• **What is required**: Reproduce every line below, requests included, adding -29 to each coordinate value in the answers. Leave the pictures out of your answer.

:: Records shown ::

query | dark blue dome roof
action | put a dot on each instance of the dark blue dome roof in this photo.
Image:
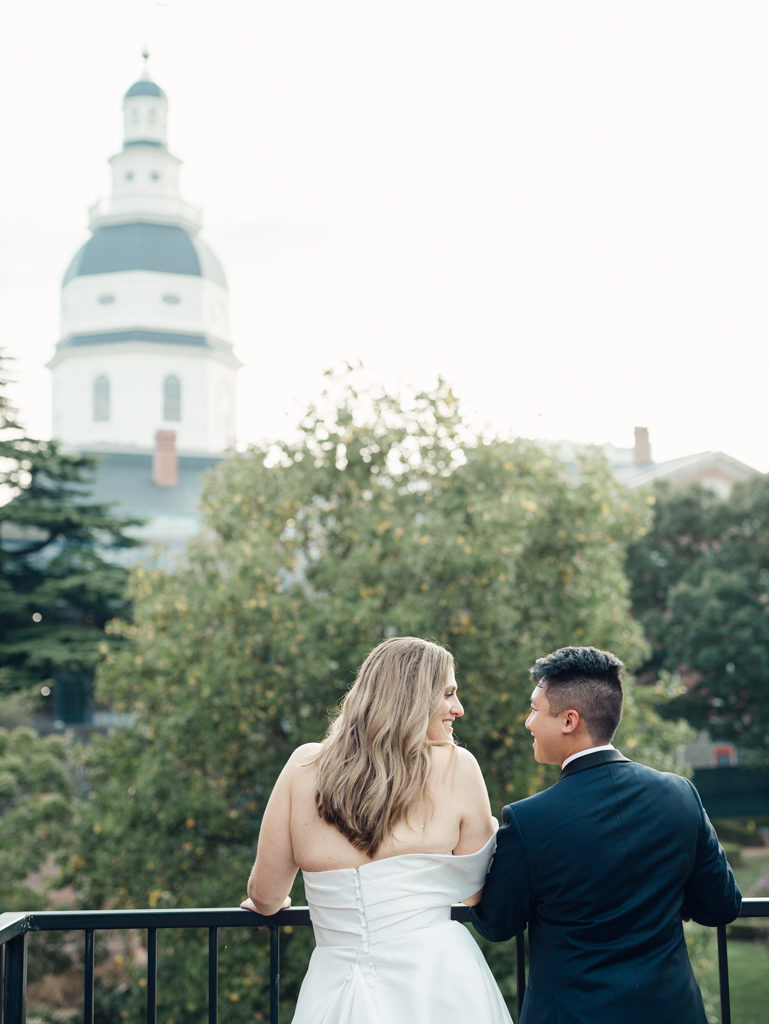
(144, 88)
(145, 247)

:::

• **Complete answer**:
query | dark blue dome roof
action | put a dot on each instance of the dark blue dome roof in this photo.
Image:
(115, 59)
(116, 218)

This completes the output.